# [DÉFI]
Rassemblez, s'il vous plaît, toutes les lignes des enregistrements qui contiennent le mot « hill », en tenant compte de la casse.

# [ENREGISTREMENTS À TRAITER]
=======
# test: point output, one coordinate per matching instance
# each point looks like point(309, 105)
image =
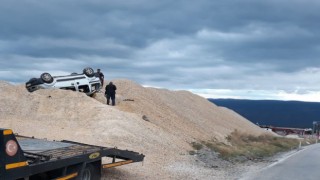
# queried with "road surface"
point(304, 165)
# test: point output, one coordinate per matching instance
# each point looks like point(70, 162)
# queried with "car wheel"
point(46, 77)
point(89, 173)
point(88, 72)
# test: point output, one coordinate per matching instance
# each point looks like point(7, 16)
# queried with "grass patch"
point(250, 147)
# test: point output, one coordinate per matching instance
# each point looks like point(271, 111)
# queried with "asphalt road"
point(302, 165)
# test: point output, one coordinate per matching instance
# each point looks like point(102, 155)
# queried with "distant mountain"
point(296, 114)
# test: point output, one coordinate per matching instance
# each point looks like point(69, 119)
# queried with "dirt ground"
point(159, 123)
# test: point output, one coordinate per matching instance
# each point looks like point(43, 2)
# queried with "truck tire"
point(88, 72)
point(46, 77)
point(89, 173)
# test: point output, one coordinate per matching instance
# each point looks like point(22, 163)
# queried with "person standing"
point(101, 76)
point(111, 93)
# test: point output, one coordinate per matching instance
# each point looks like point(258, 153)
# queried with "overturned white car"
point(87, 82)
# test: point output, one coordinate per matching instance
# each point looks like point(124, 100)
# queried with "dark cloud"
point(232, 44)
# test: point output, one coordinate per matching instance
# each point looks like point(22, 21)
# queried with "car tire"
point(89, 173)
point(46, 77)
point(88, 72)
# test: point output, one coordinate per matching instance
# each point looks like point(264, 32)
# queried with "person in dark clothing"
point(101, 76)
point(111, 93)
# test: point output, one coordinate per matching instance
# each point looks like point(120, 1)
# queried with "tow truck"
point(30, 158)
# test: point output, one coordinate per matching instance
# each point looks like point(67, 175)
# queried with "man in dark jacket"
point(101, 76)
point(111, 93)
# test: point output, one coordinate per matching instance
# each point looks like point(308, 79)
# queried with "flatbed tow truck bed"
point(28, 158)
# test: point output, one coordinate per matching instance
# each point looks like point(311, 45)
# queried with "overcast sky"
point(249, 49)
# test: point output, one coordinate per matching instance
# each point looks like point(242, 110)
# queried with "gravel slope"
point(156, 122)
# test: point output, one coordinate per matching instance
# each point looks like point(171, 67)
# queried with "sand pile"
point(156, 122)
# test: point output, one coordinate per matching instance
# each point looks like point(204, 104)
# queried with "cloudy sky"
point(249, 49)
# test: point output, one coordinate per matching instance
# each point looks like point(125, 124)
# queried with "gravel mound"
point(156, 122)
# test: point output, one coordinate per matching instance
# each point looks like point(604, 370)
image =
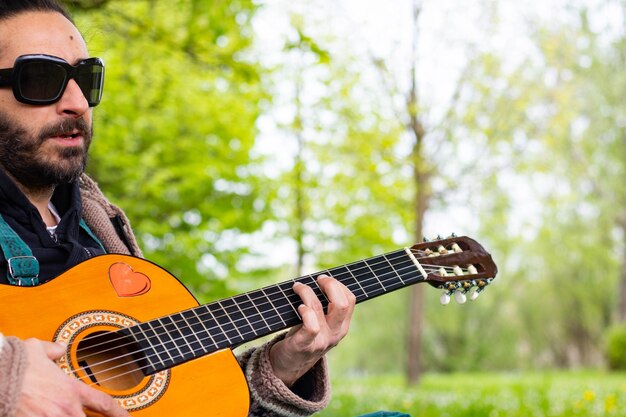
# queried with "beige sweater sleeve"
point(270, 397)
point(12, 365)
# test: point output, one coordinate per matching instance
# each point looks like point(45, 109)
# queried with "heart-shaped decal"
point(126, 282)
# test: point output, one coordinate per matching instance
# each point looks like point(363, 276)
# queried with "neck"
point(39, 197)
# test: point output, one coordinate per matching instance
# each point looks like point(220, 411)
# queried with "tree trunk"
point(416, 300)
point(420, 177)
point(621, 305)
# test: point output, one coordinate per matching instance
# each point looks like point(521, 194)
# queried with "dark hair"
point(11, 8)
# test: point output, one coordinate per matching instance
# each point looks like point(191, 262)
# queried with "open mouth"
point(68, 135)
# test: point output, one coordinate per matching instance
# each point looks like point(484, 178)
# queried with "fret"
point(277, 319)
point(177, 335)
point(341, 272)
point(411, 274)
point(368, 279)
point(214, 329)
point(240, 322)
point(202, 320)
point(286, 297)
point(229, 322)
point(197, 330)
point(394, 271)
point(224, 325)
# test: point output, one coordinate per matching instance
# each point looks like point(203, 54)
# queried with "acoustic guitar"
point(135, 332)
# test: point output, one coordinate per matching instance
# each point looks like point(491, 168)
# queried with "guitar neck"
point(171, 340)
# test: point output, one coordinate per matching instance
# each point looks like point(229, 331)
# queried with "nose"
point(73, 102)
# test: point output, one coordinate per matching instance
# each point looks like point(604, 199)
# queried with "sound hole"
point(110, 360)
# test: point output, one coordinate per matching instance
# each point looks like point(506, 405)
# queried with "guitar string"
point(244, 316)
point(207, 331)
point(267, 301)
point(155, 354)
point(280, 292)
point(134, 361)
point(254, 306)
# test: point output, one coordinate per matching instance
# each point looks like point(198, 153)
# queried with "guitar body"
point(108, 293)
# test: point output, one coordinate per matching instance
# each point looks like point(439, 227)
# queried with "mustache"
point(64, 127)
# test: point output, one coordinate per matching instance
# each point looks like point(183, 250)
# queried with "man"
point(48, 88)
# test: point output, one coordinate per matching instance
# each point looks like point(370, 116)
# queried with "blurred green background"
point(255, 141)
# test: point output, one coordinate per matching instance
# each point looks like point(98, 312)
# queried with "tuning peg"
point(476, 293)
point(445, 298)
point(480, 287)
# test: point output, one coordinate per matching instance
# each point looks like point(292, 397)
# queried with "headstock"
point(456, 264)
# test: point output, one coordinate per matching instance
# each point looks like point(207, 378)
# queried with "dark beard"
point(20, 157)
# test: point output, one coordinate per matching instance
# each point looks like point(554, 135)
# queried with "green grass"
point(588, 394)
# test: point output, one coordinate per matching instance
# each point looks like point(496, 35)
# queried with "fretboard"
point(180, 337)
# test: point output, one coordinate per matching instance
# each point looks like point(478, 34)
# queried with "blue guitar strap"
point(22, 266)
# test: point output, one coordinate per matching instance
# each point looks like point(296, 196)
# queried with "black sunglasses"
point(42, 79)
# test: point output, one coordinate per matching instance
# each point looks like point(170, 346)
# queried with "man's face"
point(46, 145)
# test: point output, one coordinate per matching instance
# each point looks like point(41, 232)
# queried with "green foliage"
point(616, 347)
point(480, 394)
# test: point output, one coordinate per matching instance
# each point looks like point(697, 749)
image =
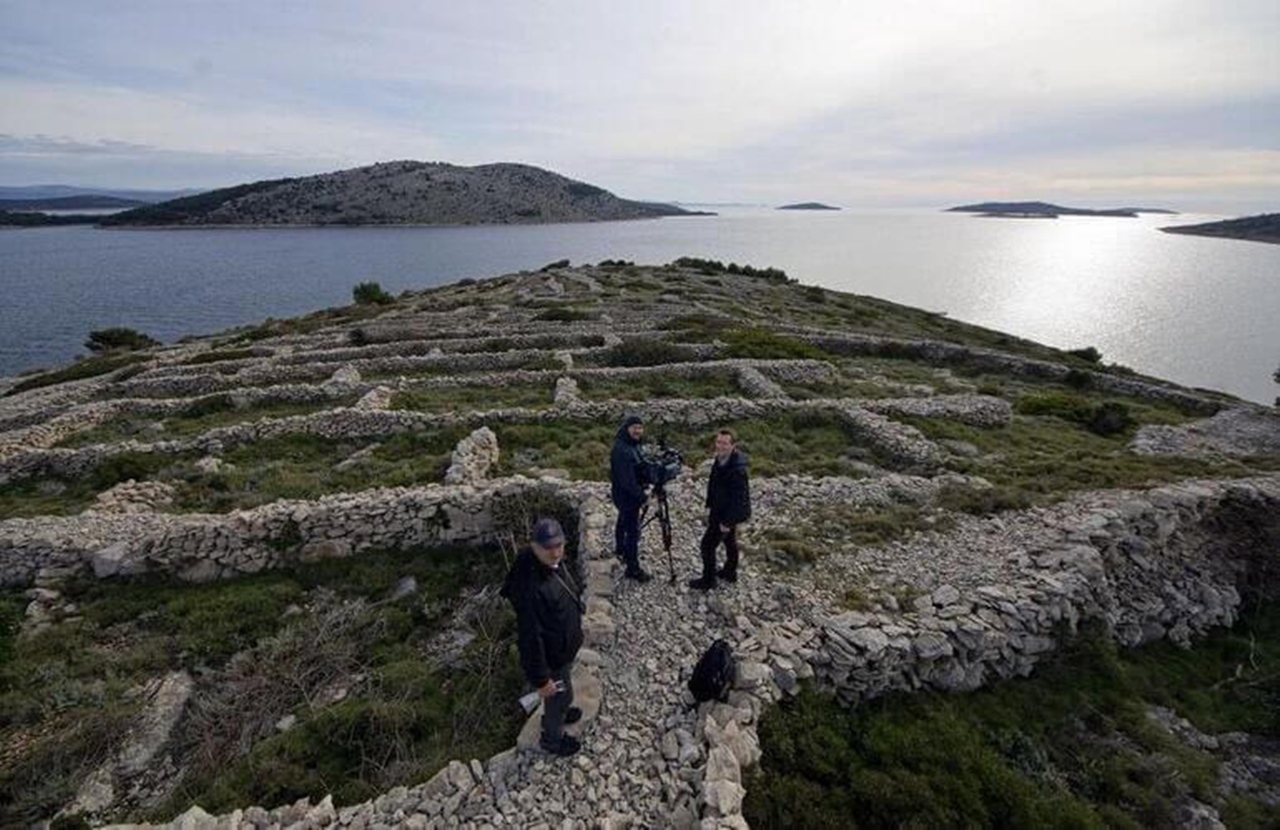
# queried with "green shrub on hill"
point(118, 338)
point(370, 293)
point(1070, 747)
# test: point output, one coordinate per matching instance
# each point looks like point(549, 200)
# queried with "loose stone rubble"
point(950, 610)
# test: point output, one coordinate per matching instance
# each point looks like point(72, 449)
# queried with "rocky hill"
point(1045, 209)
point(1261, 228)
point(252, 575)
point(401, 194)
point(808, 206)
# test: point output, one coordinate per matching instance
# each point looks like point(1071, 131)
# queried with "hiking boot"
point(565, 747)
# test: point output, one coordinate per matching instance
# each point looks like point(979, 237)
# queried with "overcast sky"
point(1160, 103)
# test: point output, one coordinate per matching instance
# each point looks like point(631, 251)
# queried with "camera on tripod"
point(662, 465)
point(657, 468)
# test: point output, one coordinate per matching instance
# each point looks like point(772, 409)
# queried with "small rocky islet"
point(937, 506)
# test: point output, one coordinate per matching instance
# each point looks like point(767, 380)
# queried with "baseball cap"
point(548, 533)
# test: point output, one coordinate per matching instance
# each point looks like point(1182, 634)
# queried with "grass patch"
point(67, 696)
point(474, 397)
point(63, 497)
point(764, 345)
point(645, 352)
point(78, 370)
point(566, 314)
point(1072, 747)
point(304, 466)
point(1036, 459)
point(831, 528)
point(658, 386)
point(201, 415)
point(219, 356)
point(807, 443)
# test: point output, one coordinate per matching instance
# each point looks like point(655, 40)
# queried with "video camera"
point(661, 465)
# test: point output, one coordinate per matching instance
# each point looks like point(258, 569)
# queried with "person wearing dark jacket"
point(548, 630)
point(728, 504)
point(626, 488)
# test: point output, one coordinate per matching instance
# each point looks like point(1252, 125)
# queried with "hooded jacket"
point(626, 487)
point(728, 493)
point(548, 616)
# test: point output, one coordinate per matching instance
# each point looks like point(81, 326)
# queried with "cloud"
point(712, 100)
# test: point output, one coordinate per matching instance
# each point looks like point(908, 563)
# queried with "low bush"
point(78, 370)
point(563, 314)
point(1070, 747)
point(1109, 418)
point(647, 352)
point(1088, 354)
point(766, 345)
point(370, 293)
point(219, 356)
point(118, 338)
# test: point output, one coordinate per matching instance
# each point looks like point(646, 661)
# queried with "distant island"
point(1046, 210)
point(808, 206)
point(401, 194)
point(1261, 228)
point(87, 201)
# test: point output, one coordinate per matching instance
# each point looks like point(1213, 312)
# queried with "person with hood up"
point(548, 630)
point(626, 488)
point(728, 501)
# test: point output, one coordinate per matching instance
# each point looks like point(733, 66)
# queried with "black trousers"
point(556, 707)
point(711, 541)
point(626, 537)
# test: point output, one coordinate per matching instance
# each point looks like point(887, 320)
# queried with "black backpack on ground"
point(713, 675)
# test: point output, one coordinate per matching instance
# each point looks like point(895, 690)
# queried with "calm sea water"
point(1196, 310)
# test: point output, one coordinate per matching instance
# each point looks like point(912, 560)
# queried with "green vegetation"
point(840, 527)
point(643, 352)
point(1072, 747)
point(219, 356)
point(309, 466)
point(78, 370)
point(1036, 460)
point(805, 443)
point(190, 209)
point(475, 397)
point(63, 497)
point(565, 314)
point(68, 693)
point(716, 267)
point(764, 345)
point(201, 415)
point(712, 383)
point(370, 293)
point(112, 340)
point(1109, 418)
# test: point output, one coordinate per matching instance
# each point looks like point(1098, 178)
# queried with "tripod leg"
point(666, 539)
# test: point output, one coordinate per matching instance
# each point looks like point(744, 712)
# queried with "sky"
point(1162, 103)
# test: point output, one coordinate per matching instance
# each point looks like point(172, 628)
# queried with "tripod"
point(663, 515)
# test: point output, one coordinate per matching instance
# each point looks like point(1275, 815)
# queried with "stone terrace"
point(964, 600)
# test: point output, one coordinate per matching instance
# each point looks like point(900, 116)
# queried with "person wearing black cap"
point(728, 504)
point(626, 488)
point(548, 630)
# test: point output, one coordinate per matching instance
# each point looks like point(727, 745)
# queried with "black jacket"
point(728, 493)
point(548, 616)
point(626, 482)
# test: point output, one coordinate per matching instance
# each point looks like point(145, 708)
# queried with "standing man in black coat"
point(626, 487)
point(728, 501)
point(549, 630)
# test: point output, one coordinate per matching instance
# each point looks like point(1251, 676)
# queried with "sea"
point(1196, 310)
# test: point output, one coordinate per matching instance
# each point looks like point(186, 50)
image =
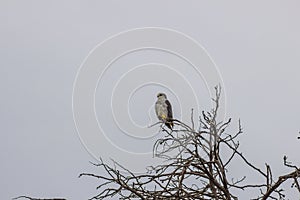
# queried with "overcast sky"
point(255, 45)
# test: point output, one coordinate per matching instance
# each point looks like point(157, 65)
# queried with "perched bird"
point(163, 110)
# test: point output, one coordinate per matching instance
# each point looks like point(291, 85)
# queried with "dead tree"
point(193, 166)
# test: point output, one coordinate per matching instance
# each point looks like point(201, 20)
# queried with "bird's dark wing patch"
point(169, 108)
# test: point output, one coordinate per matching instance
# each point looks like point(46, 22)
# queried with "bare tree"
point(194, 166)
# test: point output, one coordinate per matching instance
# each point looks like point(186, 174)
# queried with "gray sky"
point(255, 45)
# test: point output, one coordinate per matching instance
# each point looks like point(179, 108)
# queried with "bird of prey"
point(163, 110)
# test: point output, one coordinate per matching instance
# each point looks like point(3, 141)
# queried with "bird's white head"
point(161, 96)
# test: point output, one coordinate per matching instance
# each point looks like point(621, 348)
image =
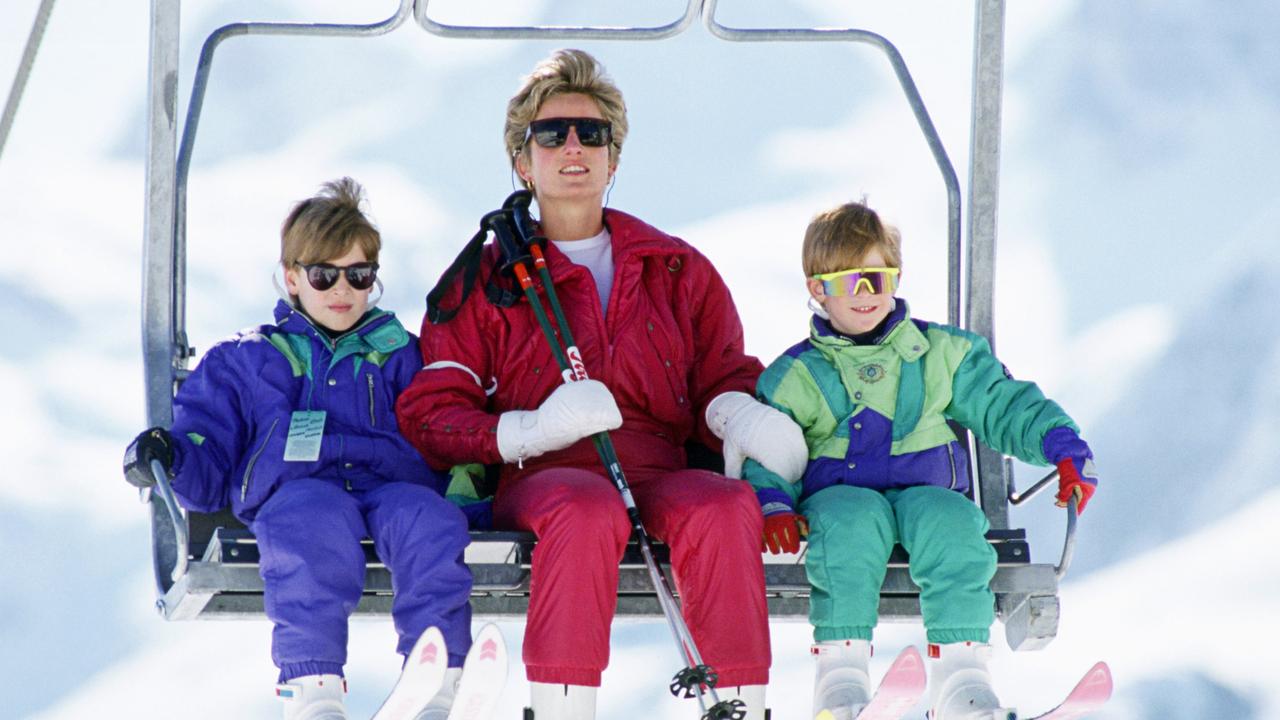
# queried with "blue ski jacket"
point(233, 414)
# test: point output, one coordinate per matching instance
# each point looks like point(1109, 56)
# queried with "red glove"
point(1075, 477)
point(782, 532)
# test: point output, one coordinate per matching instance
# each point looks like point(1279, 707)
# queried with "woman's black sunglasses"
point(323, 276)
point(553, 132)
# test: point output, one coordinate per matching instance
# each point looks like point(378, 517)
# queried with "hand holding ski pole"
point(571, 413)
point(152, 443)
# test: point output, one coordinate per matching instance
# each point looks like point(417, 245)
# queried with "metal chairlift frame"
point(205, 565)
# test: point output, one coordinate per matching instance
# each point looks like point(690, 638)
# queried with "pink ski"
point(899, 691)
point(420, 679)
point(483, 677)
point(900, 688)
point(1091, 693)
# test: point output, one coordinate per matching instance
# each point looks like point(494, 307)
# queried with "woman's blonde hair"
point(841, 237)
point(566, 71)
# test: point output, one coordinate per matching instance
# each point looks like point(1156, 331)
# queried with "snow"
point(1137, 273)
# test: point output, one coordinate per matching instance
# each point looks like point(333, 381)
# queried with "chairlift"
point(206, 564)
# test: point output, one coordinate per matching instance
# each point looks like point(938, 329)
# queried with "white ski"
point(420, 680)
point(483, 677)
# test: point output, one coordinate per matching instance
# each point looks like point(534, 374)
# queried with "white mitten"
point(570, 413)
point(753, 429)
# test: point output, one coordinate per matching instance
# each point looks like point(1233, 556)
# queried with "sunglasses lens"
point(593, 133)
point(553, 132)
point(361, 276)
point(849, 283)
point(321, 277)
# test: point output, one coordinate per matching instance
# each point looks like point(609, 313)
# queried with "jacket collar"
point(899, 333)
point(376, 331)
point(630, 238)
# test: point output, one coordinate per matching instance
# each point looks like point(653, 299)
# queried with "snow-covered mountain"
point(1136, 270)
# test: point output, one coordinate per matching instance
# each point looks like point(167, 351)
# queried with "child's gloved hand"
=======
# [EXERCICE TERMINÉ]
# queried with "green shrub on hill"
# queried with "rocky hill"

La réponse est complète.